##### Textauszug
Wie viele von uns erlebten (oder gar schimmer: beteiligten sich an) endlose(n) Debatten über diese Meinung oder jene Fatwa (religiöses Rechtsgutachten)? Wie oft haben wir die Glaubwürdigkeit unserer Gelehrten angezweifelt (die den Großteil ihres Lebens diesem einladenden Ruf zum Islâm widmeten), nur weil wir mit ihrer Meinung nicht zufrieden waren?

„Eine Methode, sich einen guten Charakter und gutes Verhalten anzueignen, besteht darin nach Wissen zu streben“, sagte unser Lehrer, „und zwar bei einem Gelehrten, der bei jemandem gelernt hat.“

 

Gestern Nacht gab unser Lehrer uns diesen Rat, bevor wir unseren allwöchentlichen Kurs im islâmischen Recht begannen. Daraufhin erzählte er uns eine Geschichte:

 

„Mein erster Lehrer war ein Ozean voller Wissen. Möge Allâh ihn beschützen! Einmal, als ich mit ihm in der Moschee lernte, bat er mich, auf ihn zu warten. Ich saß da und wartete auf ihn vom Nachmittagsgebet bis zum Abendgebet. Dann kam er zurück und sagte: Heute hast du eine Lektion gelernt, die du niemals in Büchern lernen wirst.  Daraufhin bat er mich zu gehen.“

 

Als ich darüber nachdachte, was unser Lehrer gesagt hatte, einher mit der Geschichte, die er erzählt hatte, kam ich nicht umhin, zu erkennen, wie und warum wir uns als „Nach-Wissen-Strebende-Möchtegerns“ in vielen Debatten und nutzlosen Diskussionen verlieren. Die meisten unserer Gelehrten (wenn auch nicht alle) haben bei kenntnisreichen Scheichs gelernt, die sie erzogen und ihnen Benehmen und Anstand beibrachten, bevor sie sie eine Islâmwissenschaft lehrten. Sie verstanden sehr wohl, dass ihre Aufrichtigkeit, Demut und anspruchslose Einstellung gegenüber anderen Muslimen und jedermann weitaus wichtiger war, als Bände von Büchern auswendig zu lernen.
##########
##### Angezeigte Zeilen
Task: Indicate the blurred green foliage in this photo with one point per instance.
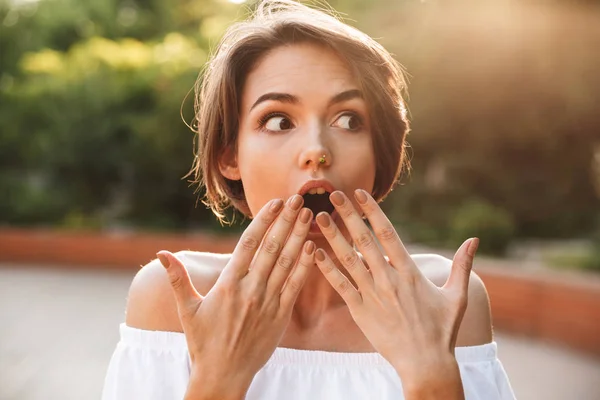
(505, 110)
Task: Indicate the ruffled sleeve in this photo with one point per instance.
(149, 365)
(482, 373)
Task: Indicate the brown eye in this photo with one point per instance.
(278, 123)
(350, 122)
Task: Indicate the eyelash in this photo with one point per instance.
(265, 118)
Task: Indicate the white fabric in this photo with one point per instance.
(155, 365)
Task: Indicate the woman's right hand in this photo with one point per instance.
(233, 330)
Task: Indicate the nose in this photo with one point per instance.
(315, 155)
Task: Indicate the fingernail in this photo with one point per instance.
(473, 245)
(361, 196)
(309, 247)
(305, 215)
(163, 260)
(295, 202)
(276, 206)
(324, 220)
(320, 255)
(337, 198)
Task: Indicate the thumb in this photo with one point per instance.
(185, 292)
(462, 264)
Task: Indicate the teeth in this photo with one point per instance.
(317, 191)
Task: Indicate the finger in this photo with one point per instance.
(345, 253)
(361, 234)
(338, 281)
(250, 240)
(462, 264)
(297, 278)
(273, 242)
(186, 295)
(289, 255)
(385, 232)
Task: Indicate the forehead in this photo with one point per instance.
(299, 69)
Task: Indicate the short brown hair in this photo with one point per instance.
(283, 22)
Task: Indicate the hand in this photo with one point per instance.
(410, 321)
(234, 329)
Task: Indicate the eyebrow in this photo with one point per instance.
(291, 99)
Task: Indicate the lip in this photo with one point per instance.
(324, 183)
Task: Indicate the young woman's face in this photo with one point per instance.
(300, 104)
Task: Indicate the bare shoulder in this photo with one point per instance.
(476, 326)
(151, 303)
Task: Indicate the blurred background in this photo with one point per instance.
(504, 99)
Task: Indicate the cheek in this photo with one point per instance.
(260, 163)
(358, 161)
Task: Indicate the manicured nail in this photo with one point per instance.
(337, 198)
(276, 206)
(324, 220)
(309, 247)
(360, 196)
(295, 202)
(305, 215)
(163, 260)
(473, 245)
(320, 255)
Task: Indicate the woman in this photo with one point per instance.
(296, 105)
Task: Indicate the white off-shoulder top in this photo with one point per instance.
(155, 365)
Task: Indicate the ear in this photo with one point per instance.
(228, 166)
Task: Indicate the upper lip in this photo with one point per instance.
(325, 184)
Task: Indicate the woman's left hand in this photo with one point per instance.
(409, 320)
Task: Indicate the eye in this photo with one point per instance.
(275, 123)
(349, 121)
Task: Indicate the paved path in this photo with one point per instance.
(58, 329)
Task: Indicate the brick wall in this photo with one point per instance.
(553, 306)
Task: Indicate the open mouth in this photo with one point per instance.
(318, 203)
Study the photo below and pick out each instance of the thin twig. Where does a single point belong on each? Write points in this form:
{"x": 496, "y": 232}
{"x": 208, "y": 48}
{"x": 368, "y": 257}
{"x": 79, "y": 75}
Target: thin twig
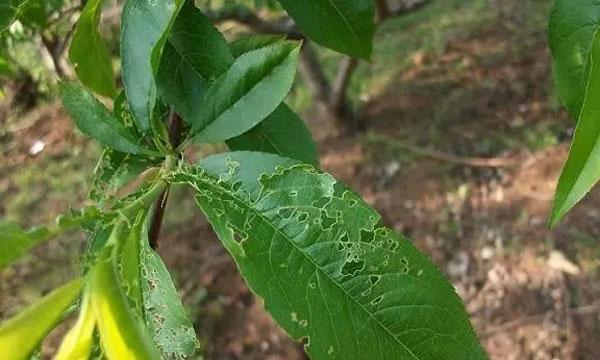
##########
Anforderungen:
Beantworten Sie anhand des Textauszugs die folgenden Fragen:
(a) Wann gab der Lehrer den Rat, nach Wissen bei einem Gelehrten zu streben?
(b) Von wann bis wann wartete der Erzähler der Geschichte in der Moschee auf seinen ersten Lehrer?
(c) Was brachten die kenntnisreichen Scheichs den meisten Gelehrten bei, bevor sie sie eine Islâmwissenschaft lehrten?
Die Zeilen haben keinen Bezug zum Textauszug.

Vollständige Antwort:
(a) Gestern Nacht, bevor der allwöchentliche Kurs im islâmischen Recht begann.
(b) Vom Nachmittagsgebet bis zum Abendgebet.
(c) Benehmen und Anstand.